TASK PROMPT:
Retype the records below exactly as they appear.

DATA SUPPLIED:
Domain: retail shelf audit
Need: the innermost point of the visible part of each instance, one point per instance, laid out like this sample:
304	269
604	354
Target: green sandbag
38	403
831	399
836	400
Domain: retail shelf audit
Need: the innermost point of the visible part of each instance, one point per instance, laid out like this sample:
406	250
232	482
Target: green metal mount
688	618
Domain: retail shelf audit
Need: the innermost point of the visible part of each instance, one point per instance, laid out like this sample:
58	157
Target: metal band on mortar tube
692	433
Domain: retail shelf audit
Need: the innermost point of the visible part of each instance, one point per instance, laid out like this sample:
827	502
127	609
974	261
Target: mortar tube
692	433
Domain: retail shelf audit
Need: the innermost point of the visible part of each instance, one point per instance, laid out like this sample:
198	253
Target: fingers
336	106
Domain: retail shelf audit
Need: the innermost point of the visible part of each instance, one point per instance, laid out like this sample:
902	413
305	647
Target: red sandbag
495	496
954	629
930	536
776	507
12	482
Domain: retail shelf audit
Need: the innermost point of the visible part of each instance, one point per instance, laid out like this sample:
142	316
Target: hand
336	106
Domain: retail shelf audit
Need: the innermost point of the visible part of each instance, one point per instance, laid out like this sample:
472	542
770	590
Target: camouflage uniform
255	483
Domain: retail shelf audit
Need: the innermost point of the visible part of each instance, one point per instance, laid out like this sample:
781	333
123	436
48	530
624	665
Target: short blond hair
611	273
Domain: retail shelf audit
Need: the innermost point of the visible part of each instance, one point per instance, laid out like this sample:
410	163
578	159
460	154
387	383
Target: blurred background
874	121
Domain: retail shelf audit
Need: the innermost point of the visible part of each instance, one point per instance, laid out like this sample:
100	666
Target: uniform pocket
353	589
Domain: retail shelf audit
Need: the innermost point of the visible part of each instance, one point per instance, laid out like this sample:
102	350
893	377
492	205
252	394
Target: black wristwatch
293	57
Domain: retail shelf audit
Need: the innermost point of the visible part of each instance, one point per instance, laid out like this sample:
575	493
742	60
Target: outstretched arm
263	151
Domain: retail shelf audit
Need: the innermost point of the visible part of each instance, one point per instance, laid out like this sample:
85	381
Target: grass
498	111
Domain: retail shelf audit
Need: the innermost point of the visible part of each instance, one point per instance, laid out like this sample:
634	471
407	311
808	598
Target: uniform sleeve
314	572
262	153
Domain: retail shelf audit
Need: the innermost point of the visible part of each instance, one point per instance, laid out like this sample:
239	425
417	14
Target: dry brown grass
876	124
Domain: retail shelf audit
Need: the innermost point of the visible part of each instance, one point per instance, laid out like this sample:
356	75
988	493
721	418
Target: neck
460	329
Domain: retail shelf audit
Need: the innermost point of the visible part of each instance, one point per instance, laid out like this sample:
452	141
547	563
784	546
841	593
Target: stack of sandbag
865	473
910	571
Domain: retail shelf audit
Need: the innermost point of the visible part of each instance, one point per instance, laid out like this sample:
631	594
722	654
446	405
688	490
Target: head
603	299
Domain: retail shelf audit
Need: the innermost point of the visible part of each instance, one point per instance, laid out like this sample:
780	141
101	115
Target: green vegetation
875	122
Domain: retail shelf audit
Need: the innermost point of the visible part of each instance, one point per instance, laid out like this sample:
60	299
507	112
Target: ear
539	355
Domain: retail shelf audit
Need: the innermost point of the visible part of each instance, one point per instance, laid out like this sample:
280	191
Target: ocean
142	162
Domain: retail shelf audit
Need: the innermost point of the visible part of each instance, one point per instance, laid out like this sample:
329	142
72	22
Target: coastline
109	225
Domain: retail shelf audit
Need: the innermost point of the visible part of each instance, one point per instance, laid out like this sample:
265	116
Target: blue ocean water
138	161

COMPLETE ANSWER:
Domain: retail shelf audit
Need: the innermost point of the visible part of each instance, one point per instance, laid out like this sample:
304	269
604	354
Target: green sandbag
38	403
831	399
836	400
Domain: retail shelf audit
Need: the innermost point of the visible part of each instance, one point per instance, laid out like this sample:
406	250
232	482
Target: green metal mount
688	618
Domain: retail shelf audit
Need: the innermost point of the visible part of each instance, one point per instance, laid out like this sample:
58	157
Target: metal band on mortar tube
692	433
Domain: retail shelf audit
Need: the innermost point of the visible part of each instance, one point per instance, laid out like this sample:
827	502
127	609
974	261
Target: mortar tube
692	433
Domain: retail shelf audit
Need: the innermost point of the visible part of each instance, one point per instance, laid out like this sample:
198	253
Target: fingers
336	106
Domain: retail shelf audit
Need: the innermost point of the visible part of each instance, one point per instance, laid out like this sample:
902	413
305	647
Target: red sandbag
495	496
954	629
930	536
776	507
12	482
Domain: retail shelf audit
Need: the innermost point of the visible part of each instance, one point per instance, laid out like this sample:
142	316
Target: hand
336	106
Domain: retail shelf audit
Need: the innermost point of the visible part of each instance, one point per instance, laid out like this sample:
472	542
770	590
Target: camouflage uniform
255	483
Domain: retail shelf audit
Need: the innermost point of the visible part of each instance, one point per instance, laid out like this sample:
781	333
123	436
48	530
624	665
Target: short blond hair
611	273
Domain: retail shelf audit
Need: the innermost point of the visible part of each instance, one point per instance, laid out like this sample:
410	163
578	159
460	154
387	383
Target: blurred background
874	121
Domain: retail shelf audit
Need: the innermost point of the visible part of each instance, one point per instance, laid out like this sample:
100	666
Target: uniform pocket
353	589
Domain: retail shelf audit
Need: the innermost point of the visible part of each instance, one point per instance, laid out like this sample:
102	350
893	377
492	205
252	394
Target: black wristwatch
293	57
Domain: retail shelf audit
Need: the innermost point of the visible part of each instance, one point per instance, laid out like this sample:
575	493
742	60
Target: outstretched arm
263	151
Domain: retail shelf audit
Need: the innermost point of the visible part of each instance, one point per instance, laid out like this sample:
85	381
Target: grass
498	111
Domain: retail shelf audit
Need: the innermost point of the visible part of each instance, one point per instance, laid out like this sample:
634	471
407	311
808	598
Target: uniform sleeve
314	572
262	153
Domain: retail shelf audit
Need: the innermost point of the visible part of each instance, one point per instance, laid out like this sample:
239	425
417	14
Target: dry brown grass
876	124
Domain: retail shelf audit
Need: the innermost point of the visible part of each instance, one point per instance, laid out like this sample:
356	75
988	493
721	418
Target: neck
460	329
Domain: retail shelf audit
Need: the innermost point of the visible part of each instance, one point per instance, laid out like this sample:
452	141
547	563
784	546
841	593
Target: stack of sandbag
865	473
910	571
Domain: retail shelf audit
Need: the innermost point of the visible part of each instance, one point per instance, laid out like this sample:
631	594
722	654
446	405
688	490
Target: head
603	299
Domain: retail shelf audit
Need: the innermost point of the visible part of each instance, one point per instance, laid out like this sample:
780	141
101	115
Target: green vegetation
875	122
Domain: retail shelf audit
Need: the innermost point of the visible part of each instance, one point per instance, laid out like this sample:
60	299
507	112
Target: ear
539	355
Domain: retail shelf audit
Need: the innermost point of the visible part of each instance, one point per instance, laid out like this sample:
280	191
Target: ocean
142	162
Domain: retail shelf audit
Need: the innermost point of the visible part of each instance, one point per instance, laid out like this sample:
329	142
72	22
Target: coastline
109	225
Domain: retail shelf audit
Need: the innermost point of the visible part of each instance, one point per instance, laid out like this sample:
265	116
Target: blue ocean water
138	161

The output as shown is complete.